▶ **TASK OBJECTIVE**
Copying exactly, give the lines in the material below from the one with "Pass the picture above and point out the footprint" to the one with "Pass the picture above and point out the overturned", ends included, and nothing besides.

#####

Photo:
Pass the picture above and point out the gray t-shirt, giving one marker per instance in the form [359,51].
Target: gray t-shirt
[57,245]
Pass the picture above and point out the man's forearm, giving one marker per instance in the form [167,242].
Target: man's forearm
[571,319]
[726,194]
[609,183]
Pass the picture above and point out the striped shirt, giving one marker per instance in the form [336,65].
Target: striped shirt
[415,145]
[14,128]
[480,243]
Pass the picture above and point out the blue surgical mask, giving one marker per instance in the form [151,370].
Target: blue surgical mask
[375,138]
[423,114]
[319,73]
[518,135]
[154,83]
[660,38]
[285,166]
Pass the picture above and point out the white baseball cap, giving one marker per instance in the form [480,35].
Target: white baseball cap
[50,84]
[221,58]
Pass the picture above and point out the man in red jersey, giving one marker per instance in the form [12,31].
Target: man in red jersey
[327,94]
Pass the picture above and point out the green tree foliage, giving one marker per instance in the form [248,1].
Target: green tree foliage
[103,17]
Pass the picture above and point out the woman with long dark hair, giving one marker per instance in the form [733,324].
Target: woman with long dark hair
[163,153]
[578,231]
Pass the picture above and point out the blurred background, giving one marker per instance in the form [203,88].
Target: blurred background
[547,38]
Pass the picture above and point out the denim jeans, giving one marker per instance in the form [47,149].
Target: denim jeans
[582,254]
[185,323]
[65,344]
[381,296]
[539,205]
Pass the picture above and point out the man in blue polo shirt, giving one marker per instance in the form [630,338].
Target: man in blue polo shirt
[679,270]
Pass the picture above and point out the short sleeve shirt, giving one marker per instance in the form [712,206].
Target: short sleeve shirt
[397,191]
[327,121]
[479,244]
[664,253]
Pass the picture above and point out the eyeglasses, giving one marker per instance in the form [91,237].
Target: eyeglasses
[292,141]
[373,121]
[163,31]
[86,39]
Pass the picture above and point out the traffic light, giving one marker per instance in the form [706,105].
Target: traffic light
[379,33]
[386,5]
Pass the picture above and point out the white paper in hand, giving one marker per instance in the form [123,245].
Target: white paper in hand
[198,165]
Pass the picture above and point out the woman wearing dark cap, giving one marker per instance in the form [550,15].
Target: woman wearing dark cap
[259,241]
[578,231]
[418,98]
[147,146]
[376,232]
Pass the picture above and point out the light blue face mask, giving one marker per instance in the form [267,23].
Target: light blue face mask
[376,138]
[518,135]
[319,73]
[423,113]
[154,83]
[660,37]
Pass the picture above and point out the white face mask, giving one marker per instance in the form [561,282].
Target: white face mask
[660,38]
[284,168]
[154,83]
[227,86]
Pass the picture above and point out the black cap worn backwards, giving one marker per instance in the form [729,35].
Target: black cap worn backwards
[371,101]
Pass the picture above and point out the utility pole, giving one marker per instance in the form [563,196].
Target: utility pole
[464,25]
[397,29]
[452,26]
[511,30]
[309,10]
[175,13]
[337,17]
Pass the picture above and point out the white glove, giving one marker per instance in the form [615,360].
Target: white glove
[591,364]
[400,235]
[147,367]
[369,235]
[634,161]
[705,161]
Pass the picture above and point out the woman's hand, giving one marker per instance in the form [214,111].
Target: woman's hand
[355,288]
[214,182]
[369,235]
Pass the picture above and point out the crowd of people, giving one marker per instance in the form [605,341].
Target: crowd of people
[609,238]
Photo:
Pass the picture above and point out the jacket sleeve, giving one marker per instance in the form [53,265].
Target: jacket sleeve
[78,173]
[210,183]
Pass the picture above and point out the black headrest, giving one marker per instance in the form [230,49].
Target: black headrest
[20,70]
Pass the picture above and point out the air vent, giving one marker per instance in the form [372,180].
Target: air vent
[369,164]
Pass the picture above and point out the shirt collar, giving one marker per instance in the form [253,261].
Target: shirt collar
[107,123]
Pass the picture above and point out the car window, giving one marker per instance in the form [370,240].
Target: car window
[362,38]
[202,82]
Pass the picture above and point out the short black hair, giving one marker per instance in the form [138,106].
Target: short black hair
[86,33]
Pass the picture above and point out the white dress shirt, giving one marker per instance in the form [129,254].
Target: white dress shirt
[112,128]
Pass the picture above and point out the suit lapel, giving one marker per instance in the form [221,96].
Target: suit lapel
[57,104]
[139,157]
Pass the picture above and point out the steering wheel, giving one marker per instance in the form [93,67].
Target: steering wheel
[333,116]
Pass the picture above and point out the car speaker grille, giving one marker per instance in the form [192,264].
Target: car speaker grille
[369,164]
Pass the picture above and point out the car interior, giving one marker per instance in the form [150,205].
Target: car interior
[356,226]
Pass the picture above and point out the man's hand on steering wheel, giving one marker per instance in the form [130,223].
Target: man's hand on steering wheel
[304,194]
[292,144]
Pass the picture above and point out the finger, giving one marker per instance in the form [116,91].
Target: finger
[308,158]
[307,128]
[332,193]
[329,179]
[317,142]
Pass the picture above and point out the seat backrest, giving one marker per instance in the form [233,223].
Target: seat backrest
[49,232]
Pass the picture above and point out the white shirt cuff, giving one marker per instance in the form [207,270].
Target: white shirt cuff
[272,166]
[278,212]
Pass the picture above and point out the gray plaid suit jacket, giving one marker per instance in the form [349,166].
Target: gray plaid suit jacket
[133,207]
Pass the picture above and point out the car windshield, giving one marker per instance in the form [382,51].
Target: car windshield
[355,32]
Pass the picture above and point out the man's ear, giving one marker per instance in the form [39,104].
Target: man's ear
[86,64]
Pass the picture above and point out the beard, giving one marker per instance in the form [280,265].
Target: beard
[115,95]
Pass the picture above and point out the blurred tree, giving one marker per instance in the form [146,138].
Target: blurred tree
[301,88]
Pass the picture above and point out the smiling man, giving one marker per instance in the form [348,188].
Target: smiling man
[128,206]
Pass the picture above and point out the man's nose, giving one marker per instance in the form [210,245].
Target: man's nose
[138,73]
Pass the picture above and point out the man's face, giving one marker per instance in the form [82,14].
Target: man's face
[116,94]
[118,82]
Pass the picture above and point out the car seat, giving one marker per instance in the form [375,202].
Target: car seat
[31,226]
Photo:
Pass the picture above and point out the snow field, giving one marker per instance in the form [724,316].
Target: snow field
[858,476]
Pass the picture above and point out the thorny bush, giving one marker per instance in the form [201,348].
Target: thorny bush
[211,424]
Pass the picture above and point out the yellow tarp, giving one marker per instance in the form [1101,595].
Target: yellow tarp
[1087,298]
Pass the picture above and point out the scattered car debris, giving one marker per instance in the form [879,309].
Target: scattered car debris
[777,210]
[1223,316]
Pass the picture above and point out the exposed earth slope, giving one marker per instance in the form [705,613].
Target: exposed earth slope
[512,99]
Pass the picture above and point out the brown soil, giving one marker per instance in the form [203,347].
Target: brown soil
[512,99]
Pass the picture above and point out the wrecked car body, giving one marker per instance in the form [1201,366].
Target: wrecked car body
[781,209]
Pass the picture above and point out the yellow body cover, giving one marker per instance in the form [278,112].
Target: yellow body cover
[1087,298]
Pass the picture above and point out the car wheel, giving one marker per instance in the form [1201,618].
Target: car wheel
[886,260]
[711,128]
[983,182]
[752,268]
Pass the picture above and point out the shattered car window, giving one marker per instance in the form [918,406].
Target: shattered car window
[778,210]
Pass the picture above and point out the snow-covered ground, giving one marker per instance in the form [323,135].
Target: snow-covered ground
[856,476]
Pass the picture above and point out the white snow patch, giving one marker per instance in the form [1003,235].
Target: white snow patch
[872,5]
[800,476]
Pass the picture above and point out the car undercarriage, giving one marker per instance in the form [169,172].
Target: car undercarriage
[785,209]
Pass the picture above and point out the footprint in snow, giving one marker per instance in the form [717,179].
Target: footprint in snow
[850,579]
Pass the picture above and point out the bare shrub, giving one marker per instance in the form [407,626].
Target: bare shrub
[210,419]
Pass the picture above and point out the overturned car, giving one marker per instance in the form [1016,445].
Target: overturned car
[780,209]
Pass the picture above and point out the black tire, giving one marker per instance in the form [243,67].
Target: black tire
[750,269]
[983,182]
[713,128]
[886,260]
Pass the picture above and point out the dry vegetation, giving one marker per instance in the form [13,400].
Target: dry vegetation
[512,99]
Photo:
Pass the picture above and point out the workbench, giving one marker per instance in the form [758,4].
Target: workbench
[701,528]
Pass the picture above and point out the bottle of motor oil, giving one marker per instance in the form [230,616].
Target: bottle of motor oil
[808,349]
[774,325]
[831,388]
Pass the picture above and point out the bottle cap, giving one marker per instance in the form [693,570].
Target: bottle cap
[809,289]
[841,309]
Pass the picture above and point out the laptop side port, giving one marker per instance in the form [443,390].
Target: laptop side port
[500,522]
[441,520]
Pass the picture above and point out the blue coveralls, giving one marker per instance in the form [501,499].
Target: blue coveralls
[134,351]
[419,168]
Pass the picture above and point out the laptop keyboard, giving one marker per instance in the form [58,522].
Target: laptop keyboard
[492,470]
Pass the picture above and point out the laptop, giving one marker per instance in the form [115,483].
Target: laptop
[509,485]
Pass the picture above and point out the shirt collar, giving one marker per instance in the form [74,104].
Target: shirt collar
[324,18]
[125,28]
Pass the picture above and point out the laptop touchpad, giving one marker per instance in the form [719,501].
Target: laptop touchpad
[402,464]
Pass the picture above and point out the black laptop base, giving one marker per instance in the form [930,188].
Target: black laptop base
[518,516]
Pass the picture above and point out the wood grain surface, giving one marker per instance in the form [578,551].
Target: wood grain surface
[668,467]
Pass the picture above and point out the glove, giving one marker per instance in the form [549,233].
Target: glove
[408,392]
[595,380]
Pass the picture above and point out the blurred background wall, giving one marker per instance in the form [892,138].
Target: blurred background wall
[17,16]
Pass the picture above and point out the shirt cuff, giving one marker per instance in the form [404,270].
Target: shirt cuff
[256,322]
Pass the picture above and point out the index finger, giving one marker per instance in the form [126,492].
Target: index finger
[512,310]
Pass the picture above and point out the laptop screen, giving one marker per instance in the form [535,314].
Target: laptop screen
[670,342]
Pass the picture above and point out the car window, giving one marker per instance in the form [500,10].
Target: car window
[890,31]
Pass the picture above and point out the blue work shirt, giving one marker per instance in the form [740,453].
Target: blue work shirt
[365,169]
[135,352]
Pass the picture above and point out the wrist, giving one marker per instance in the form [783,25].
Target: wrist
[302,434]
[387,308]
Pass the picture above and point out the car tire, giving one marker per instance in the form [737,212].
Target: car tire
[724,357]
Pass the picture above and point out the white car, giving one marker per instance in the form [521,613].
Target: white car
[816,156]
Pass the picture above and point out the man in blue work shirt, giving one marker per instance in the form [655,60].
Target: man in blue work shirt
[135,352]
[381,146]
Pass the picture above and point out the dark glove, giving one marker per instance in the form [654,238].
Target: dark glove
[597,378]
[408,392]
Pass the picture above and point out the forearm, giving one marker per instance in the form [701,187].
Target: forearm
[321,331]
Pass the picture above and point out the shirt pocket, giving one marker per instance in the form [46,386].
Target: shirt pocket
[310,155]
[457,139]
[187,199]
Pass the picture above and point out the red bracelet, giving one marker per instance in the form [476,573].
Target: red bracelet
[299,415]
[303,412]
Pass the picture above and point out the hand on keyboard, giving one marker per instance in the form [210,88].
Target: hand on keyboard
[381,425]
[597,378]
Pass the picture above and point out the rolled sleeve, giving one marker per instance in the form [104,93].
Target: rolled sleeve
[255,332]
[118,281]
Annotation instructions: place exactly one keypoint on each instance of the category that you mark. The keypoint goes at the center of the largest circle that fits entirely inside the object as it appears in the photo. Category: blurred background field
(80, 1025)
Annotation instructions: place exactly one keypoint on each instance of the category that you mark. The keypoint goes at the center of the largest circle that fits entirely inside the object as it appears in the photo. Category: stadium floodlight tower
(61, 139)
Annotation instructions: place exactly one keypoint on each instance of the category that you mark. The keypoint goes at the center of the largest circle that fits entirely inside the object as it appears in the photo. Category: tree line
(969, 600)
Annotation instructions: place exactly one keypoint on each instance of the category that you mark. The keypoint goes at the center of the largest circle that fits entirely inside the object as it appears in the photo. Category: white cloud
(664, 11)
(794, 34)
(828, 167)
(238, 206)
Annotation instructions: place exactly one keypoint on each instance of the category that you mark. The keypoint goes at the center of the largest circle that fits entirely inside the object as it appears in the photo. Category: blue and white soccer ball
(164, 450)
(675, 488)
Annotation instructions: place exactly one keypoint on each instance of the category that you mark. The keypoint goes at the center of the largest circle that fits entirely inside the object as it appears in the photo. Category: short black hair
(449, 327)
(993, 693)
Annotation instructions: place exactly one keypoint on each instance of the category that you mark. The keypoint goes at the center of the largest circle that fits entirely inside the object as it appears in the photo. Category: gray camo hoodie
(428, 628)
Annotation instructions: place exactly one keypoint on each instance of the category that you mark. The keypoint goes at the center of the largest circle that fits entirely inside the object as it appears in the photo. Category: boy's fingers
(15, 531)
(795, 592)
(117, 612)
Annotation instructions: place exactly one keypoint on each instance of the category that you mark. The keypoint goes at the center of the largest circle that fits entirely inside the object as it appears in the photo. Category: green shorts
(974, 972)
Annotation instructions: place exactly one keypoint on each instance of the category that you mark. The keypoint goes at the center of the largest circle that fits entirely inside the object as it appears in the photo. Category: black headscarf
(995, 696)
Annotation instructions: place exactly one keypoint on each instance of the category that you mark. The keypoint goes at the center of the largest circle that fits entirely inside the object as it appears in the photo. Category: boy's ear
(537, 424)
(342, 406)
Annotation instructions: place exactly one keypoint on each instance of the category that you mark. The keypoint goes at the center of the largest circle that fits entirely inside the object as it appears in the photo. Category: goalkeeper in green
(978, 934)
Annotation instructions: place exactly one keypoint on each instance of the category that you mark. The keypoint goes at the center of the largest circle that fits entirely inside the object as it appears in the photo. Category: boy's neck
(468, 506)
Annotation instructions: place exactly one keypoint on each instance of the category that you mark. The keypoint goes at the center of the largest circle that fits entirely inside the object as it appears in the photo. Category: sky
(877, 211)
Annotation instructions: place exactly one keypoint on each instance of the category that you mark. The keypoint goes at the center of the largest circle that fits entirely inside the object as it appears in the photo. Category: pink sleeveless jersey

#####

▶ **EXERCISE ANSWER**
Pass the picture above and point out the footprint in snow, giving one marker per instance in the form [717,179].
Target: footprint in snow
[850,579]
Pass the picture above and point out the bare shrub, giving one marker per instance in the form [407,626].
Target: bare shrub
[210,419]
Pass the picture above and point out the overturned car, giving one marker per instance in the form [1016,445].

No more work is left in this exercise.